◆ GIVEN TEXT:
[START]
Development Guidelines
======================

This repository is part of the Dask_ projects.  General development guidelines
including where to ask for help, a layout of repositories, testing practices,
and documentation and style standards are available at the `Dask developer
guidelines`_ in the main documentation.

.. _Dask: http://dask.org
.. _`Dask developer guidelines`: http://docs.dask.org/en/latest/develop.html

Install
-------
Clone this repository with git::

     git clone git@github.com:dask/distributed.git
     cd distributed

From the top level of your cloned Dask repository you can deploy and test a
local version of thisd project, along with all necessary dependencies, using
pixi_.

Pixi uses lockfiles to freeze the installed version of all dependencies.
[END]
◆ DATA SUPPLIED:
[START]
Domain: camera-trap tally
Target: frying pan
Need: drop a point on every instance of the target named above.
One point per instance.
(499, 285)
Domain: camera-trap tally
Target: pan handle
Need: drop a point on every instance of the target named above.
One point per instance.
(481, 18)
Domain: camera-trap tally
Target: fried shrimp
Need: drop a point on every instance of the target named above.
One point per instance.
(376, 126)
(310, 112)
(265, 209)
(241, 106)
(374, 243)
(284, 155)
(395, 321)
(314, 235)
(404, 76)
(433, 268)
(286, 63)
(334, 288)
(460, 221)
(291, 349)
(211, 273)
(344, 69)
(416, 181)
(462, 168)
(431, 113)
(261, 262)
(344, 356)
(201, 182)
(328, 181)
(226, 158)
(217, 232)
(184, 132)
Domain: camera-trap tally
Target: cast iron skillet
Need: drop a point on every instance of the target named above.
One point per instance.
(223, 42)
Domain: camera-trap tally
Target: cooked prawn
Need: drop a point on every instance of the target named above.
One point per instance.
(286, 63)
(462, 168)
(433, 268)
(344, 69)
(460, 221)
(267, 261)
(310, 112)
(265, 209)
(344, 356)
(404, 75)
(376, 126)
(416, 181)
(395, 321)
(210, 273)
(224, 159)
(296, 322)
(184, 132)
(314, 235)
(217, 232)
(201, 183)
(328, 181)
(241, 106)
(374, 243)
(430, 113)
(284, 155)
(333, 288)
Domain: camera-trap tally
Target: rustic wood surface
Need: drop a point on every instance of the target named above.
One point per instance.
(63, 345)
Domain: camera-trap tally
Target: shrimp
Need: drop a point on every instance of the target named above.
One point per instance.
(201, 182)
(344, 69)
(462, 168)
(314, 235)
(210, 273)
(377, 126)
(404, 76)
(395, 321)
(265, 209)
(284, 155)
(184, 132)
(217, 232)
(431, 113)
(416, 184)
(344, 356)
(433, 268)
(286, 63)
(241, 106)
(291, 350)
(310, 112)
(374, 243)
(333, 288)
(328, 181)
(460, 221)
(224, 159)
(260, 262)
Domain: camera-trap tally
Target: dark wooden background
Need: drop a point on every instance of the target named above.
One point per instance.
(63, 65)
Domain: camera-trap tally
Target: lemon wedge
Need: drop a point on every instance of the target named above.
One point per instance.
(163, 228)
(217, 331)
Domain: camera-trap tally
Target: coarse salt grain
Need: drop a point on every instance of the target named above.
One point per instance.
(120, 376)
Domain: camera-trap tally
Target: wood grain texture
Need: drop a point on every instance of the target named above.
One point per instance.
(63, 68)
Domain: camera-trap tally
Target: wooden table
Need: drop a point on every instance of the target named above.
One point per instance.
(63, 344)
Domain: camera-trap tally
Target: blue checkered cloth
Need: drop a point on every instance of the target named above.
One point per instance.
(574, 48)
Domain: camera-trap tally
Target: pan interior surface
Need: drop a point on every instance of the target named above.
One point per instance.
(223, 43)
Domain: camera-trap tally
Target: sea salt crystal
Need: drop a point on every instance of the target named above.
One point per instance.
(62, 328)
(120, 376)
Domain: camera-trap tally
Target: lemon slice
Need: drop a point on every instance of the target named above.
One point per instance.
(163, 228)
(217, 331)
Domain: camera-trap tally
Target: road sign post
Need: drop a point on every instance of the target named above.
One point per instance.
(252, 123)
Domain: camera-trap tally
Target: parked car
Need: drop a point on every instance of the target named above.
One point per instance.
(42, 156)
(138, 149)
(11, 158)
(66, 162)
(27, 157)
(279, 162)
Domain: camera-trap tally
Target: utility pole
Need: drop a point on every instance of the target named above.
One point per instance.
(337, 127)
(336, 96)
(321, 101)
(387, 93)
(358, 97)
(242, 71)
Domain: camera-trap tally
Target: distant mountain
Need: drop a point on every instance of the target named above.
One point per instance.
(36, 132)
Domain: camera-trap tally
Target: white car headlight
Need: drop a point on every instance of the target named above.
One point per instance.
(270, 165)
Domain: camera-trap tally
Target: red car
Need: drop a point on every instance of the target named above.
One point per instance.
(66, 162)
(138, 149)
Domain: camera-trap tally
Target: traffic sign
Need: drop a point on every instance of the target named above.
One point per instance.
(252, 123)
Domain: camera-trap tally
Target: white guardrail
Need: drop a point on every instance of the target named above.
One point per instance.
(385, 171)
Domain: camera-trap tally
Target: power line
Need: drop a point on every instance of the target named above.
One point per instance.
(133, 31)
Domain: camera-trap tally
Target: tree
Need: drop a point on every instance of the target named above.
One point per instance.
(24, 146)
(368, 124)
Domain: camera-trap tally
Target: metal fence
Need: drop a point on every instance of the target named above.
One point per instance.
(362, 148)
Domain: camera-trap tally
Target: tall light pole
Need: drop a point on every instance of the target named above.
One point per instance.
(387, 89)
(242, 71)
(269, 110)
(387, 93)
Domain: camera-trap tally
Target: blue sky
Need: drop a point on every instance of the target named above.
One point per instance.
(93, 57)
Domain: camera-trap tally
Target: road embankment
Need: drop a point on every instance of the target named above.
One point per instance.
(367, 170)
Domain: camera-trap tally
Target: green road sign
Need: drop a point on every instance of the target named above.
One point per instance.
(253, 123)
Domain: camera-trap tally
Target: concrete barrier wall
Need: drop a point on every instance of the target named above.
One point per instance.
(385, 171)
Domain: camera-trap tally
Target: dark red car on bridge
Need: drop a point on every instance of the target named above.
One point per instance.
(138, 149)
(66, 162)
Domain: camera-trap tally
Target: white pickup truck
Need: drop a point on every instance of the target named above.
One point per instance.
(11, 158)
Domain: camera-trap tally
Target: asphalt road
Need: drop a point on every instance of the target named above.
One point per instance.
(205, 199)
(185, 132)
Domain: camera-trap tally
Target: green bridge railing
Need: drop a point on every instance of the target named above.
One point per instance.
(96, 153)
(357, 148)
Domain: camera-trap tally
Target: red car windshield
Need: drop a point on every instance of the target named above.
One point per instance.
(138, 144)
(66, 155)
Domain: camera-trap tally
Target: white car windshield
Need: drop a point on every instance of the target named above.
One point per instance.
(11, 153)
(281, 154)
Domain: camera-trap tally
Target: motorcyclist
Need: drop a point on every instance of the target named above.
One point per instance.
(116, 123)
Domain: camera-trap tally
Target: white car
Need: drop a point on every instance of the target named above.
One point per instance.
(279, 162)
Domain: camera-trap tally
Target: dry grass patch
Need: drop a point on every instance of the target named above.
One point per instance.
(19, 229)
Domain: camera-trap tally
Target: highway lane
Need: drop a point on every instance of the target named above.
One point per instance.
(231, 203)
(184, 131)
[END]
◆ GOAL A: In the development guidelines, what does Pixi use to freeze the installed version of all dependencies?
◆ GOAL B: Write out the stretch of the development guidelines from "git clone git@github.com:dask/distributed.git" through "of all dependencies.", copied word for word.

◆ OUTPUT A: Lockfiles.

◆ OUTPUT B:
git clone git@github.com:dask/distributed.git
     cd distributed

From the top level of your cloned Dask repository you can deploy and test a
local version of thisd project, along with all necessary dependencies, using
pixi_.

Pixi uses lockfiles to freeze the installed version of all dependencies.